### TASK REQUIREMENTS:
The entries that follow need to be retyped verbatim.

### DATA TO USE:
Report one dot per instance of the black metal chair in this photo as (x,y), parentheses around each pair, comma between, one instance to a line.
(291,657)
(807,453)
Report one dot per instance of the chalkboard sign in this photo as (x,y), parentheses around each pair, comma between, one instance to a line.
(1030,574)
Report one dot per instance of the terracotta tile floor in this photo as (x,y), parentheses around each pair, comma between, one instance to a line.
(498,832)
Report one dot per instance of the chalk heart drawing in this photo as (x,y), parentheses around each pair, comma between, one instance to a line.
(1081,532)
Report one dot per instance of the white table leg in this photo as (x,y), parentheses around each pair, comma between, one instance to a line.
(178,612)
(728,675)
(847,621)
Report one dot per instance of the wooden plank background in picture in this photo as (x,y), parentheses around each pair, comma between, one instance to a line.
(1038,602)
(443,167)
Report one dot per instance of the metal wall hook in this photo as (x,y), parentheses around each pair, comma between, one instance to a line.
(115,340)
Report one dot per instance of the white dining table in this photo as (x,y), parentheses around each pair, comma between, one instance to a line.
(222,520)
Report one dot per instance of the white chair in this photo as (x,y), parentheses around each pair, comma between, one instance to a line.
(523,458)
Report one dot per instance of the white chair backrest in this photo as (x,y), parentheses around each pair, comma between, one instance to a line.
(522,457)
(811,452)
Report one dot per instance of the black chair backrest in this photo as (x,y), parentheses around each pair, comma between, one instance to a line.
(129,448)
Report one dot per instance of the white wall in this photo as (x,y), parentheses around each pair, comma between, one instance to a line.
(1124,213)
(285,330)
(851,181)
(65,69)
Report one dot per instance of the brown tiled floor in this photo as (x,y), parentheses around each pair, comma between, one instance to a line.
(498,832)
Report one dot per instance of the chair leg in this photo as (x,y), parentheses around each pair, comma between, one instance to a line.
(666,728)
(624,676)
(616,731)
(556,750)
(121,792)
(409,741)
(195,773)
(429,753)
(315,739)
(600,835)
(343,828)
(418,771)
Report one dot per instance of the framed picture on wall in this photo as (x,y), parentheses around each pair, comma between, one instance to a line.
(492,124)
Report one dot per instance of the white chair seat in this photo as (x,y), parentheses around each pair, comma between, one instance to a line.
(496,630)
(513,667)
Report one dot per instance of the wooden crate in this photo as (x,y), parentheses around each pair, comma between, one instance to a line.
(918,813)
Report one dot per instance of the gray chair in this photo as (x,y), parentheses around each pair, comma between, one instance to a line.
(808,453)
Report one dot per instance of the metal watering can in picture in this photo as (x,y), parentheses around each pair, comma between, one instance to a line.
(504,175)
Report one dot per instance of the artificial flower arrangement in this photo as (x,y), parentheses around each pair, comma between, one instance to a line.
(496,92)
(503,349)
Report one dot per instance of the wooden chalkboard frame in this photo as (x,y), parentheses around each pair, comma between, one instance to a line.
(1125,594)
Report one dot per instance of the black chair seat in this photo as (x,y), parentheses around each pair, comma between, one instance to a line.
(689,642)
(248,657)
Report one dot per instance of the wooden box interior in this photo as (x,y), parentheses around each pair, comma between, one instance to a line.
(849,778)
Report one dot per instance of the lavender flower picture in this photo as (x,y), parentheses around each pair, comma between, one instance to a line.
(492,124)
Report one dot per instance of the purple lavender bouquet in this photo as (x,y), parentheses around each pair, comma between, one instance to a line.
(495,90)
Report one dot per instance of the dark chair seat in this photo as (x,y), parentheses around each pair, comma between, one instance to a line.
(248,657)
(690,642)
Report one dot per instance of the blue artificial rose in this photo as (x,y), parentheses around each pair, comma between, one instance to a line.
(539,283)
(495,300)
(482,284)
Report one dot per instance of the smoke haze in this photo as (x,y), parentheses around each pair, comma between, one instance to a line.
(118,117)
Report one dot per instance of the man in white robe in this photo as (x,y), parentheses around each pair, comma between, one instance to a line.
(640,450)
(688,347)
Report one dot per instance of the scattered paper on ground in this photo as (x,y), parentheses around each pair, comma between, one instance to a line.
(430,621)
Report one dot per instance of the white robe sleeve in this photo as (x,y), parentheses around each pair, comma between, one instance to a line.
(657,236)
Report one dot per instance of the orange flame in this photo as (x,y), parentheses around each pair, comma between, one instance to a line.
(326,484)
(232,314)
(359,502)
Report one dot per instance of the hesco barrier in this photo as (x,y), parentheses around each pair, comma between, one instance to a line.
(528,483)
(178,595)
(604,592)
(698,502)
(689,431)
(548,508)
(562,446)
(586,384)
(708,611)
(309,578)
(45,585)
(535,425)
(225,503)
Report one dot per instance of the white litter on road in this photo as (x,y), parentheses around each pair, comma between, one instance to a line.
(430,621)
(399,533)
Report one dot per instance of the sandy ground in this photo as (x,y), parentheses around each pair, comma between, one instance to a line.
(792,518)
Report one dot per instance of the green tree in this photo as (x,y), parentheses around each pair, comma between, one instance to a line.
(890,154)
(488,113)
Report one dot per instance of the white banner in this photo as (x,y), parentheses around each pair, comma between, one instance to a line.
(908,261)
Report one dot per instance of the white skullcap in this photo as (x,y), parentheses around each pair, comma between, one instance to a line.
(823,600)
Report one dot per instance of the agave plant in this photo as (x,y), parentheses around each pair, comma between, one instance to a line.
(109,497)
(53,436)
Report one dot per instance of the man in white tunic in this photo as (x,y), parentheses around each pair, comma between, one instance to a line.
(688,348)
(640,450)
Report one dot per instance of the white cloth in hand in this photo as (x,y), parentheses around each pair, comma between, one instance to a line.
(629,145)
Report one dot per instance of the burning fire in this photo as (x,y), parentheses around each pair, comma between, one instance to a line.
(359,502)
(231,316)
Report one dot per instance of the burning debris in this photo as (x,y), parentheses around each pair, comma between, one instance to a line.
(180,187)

### EXPECTED ANSWER:
Report one dot per instance of the black metal chair in this photo as (x,y), parentheses around each pair, comma between, one instance to a line.
(291,657)
(807,453)
Report one dot per instance of the chalkboard sign in this photo as (x,y), parentheses around each pair, comma between, one instance to a line.
(1030,574)
Report one dot per instance of the terracotta tile floor in this photo as (x,y), parentheses around each pair, comma between, one instance to a line.
(498,832)
Report one dot per instance of the chalk heart drawing in this photo as (x,y), parentheses around each pair, comma between, one instance to a line.
(1081,532)
Report one dot per instance of the white table leg in this photo as (x,y), parentheses around each pair, comma between, one instance to a line.
(178,612)
(728,675)
(847,621)
Report one dot per instance of the wooden plank background in picture in this photo as (x,y), parentheses around each pair, comma between, one instance to a line.
(1038,602)
(443,167)
Report one dot per instance of the metal wall hook in this photo as (x,y), parentheses around each pair, comma between, one instance to a line.
(115,340)
Report one dot per instance of the white dining table in this photo as (x,y), parentheses around each pair, comma between, one instance to a line.
(222,520)
Report one dot per instance of the white chair in this photo as (x,y), parentheses around each pair, comma between, one instance to a line.
(523,458)
Report one dot per instance of the white chair backrest in this photo as (x,y), parentheses around each pair, comma between, one instance to a line.
(522,457)
(811,452)
Report one dot per instance of the black chair backrest in this photo as (x,y), parentheses around each pair, comma between, one instance to a line.
(129,448)
Report one dot per instance of the white wall in this photo as (x,y), parentheses around each pair, comma between, one instance to a line.
(1124,213)
(285,330)
(851,181)
(65,69)
Report one dot per instance of the brown tiled floor in this photo as (x,y), parentheses around each pair, comma between, one instance to a line.
(498,832)
Report one dot per instance of the chair leg in this photo as (x,y), parentheses around each pair, comma between, one instance to a line.
(666,728)
(624,676)
(616,731)
(556,750)
(121,792)
(409,741)
(195,773)
(429,753)
(315,739)
(600,835)
(343,828)
(418,771)
Report one dot per instance of the framed picture on wall in this photo as (x,y), parentheses around each pair, comma between, one instance to a line.
(492,124)
Report one dot per instance of the white chair seat in this photo as (x,y), parentheses around each pair, comma between, one instance to a line.
(496,630)
(513,667)
Report one dot per instance of the wooden crate in this photo as (x,y), parentheses around each pair, comma between, one instance to a line.
(918,813)
Report one dot per instance of the gray chair in this photo as (x,y), parentheses around each pair, comma between, one instance to a line.
(808,453)
Report one dot per instance of the metal watering can in picture in this photo as (x,y), parentheses around each pair, comma between, one instance to a line.
(504,175)
Report one dot per instance of the artificial flower arrangement in this photo as (x,y), parentheses around each pair, comma between, one instance to a line.
(496,92)
(503,349)
Report one dot per instance of the wooden chalkboard frame in this photo as (x,y), parentheses around each pair, comma between, one instance to a line.
(1125,594)
Report one dot per instance of the black chair seat in this photo as (x,y), parentheses around each pair, comma between, one instance to a line.
(689,642)
(248,657)
Report one dot per instance of the wooden box interior in this photo as (x,y), parentheses around each pair, comma between, one instance to a line.
(849,778)
Report one dot per instance of the lavender flower picture in this photo as (x,y), parentheses around each pair, comma between, one instance to a line.
(492,124)
Report one dot per instance of the purple lavender bouquet in this photo as (x,y), parentheses around each pair, comma between, one instance to a line.
(495,90)
Report one dot per instance of the dark chair seat in this photo as (x,y), parentheses around each pair, comma between, one instance to a line.
(248,657)
(690,642)
Report one dot per instance of the blue artificial rose in this photo as (x,y), parentheses around each pair, comma between, one instance to a line.
(539,283)
(495,300)
(482,284)
Report one dot per instance of the smoke haze in this photo as (x,y), parentheses around each pair, comma between, one instance to a line.
(118,117)
Report one dot per instance of the man in white robe in this photo as (x,y), parentheses around each pair, comma between, one instance to a line.
(640,450)
(688,347)
Report one dot per instance of the scattered paper on ground in this photo as (x,y), parentheses around each pair, comma between, one instance to a line.
(430,621)
Report one dot per instance of the white robe sleeve in this photo as (x,y), parentheses around each pair, comma between, one instance to a line.
(657,236)
Report one dot per instance of the orange flame in this photo as (x,y), parentheses around each pair, comma between, one instance to a line.
(326,484)
(232,314)
(359,502)
Report one dot per instance of the hesco barrier in this photo as (x,y), parentheses around each pair, comma between, one instance to a line.
(528,483)
(178,595)
(604,592)
(698,502)
(689,431)
(548,508)
(562,446)
(586,384)
(708,611)
(309,578)
(45,585)
(535,425)
(225,503)
Report one dot per instance of the white litter on road in this photo as (x,y), parentheses around each pair, comma between, one instance to a line.
(430,621)
(399,533)
Report one dot per instance of the sandy ground in this photo as (x,y), parentheses around each pair, comma between, one instance to a line.
(792,518)
Report one dot per instance of the green tree in this photo as (x,y), parentheses around each pair, comma between, one instance to a line.
(890,154)
(488,113)
Report one dot per instance of the white banner in this photo as (x,y), parentheses around each pair, comma between, one instance to a line.
(908,261)
Report one dot per instance of the white skullcap in this photo as (x,y), parentheses around each pair, comma between, one instance to a line.
(823,600)
Report one dot per instance of the agave plant in this photo as (x,y), parentheses around each pair, comma between, one instance to a line.
(109,497)
(53,436)
Report one dot per instance of the man in white tunic in this photo as (x,y), parentheses around each pair, comma between, one instance to a line.
(688,348)
(640,450)
Report one dot per instance of the white cloth in hand in this photo as (x,y), parentheses around each pair, comma between, one instance to a line.
(629,145)
Report one dot per instance of the burning fire in this photo as (x,y), parentheses around each pair, comma between, one instance to a line.
(359,502)
(231,316)
Report one dot per instance of the burning debris in this photo as (x,y), parentheses around each pair, comma between, one instance to a line.
(180,187)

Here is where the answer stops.